→ PROBLEMS TO SOLVE
1 - Answer these from the text on Canadian spending:
(a) What percentage of GDP did Canada's social spending sink to in 2007?
(b) Among the six OECD countries, what ranking in total government spending has Canada more or less retained?
(c) What example is given of a dollar spent outside the country?
2 - Reproduce word for word everything in the text on Canadian spending from "Canada’s record on total" down to "towards balanced budgets.".

→ PAGE
▽

By the end of the Canadian Action Plan, designed to help the country recover from the 2008–10 recession, Canada fell from being third-highest to the bottom of the ranking in social spending as a proportion of GDP for these six OECD countries and was considerably below the OECD average.11Figure 4.2 shows Canada’s record of social expenditures as a percentage of GDP without the comparisons. As a result of the one-off stimulus spending, Canada’s record on social spending did improve after sinking to 16.8 per cent of GDP in 2007, but the spike in the 2008–9 period has levelled off at considerably less (18.1 per cent) than the high point in 1992 at 21 per cent.
Canada’s record on total government spending is slightly different from its record on social spending, at least relative to that of other countries, in that it has more or less retained its ranking as third-highest among the six OECD countries and considerably higher than the OECD average (see figure 4.3). Like all other countries, total spending as a proportion of GDP in Canada has dropped considerably since the high points in the early 1980 and 1990s. The difference after the effect of the 2009–10 stimulus efforts, in comparison with other countries, shows Canada to be on a downward trajectory again as the federal and provincial governments resume their efforts towards balanced budgets.
The Multiplier Effect
There is a strong likelihood that the decline in social expenditures could affect economic performance. This was indicated as a possibility by the government itself through the published multiplier effect of government stimulus policies during the 2008–10 recession. The multiplier is the reference to the total increase in income from a particular type of increase in spending. A dollar of spending can have fairly little impact if it is spent outside the country (such as buying fighter jets), but a dollar spent within the country related to populations who tend to spend all they earn will have a magnified impact.

△

→ DATASET RECORDS
▽

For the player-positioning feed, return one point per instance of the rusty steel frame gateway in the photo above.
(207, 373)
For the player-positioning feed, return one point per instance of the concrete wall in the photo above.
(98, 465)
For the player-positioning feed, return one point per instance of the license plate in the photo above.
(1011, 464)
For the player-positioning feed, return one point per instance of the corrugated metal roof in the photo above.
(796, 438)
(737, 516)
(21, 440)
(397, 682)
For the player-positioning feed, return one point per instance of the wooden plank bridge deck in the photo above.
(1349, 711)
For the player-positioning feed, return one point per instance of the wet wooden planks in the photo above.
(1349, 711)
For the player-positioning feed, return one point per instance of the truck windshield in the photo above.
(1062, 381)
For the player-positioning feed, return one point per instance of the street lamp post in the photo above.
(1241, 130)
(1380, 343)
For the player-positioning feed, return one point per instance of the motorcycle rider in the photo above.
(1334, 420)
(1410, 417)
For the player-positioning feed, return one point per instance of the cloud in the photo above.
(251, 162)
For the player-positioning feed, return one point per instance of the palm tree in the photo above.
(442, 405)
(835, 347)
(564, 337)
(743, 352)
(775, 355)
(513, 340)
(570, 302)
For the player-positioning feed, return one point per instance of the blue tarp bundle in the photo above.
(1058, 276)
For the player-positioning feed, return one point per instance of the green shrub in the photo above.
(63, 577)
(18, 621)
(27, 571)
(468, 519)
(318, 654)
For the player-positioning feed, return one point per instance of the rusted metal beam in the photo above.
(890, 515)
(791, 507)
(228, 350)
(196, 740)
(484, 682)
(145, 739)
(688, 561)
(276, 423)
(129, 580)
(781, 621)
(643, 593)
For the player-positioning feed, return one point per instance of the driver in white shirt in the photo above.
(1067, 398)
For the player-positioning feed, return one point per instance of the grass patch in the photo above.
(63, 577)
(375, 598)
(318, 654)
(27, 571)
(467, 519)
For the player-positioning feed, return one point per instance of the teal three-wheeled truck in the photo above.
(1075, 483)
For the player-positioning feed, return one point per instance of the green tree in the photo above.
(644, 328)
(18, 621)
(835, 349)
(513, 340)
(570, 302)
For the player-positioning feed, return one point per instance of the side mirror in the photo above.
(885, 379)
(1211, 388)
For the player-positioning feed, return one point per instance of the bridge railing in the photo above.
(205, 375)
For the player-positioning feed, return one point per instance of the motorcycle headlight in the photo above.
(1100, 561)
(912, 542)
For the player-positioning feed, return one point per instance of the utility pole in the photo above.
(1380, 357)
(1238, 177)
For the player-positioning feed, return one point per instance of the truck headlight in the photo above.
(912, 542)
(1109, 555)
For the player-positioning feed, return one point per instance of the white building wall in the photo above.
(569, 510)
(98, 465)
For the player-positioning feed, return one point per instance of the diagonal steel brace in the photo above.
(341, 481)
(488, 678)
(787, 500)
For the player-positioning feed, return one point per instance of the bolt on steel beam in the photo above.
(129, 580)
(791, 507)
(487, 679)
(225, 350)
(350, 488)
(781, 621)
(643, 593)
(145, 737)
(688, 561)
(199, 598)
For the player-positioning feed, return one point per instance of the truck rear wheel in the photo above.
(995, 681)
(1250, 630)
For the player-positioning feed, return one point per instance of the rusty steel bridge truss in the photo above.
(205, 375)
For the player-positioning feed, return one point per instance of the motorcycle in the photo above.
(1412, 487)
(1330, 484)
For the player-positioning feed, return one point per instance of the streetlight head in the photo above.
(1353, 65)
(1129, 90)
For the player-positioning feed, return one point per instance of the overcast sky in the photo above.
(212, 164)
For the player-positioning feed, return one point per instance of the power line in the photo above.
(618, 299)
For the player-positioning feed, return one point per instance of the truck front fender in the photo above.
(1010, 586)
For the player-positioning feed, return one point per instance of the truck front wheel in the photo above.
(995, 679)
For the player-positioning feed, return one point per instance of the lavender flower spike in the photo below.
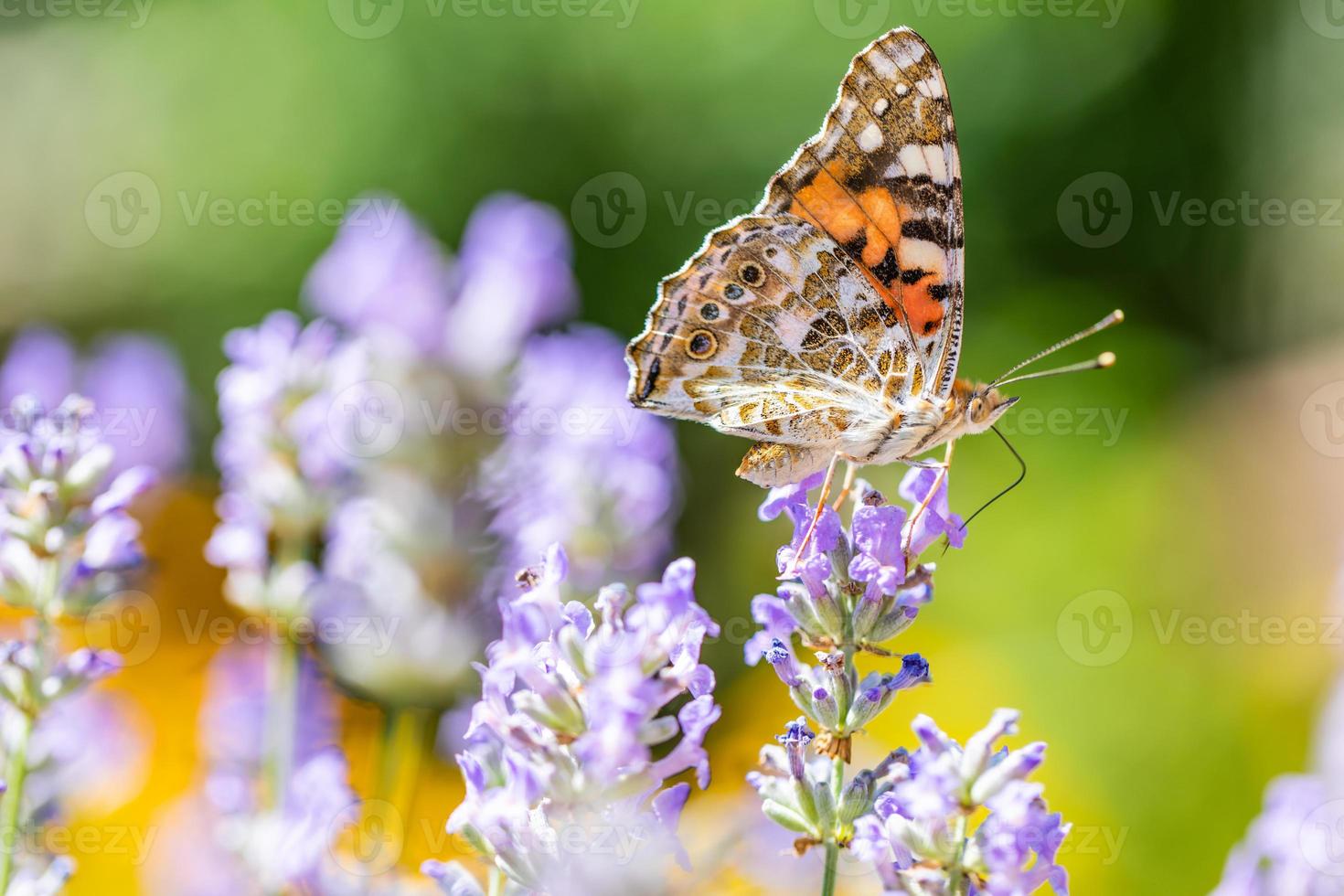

△

→ RESPONSE LIST
1 -
(a) 16.8 per cent
(b) Third-highest
(c) Buying fighter jets

2 -
Canada’s record on total government spending is slightly different from its record on social spending, at least relative to that of other countries, in that it has more or less retained its ranking as third-highest among the six OECD countries and considerably higher than the OECD average (see figure 4.3). Like all other countries, total spending as a proportion of GDP in Canada has dropped considerably since the high points in the early 1980 and 1990s. The difference after the effect of the 2009–10 stimulus efforts, in comparison with other countries, shows Canada to be on a downward trajectory again as the federal and provincial governments resume their efforts towards balanced budgets.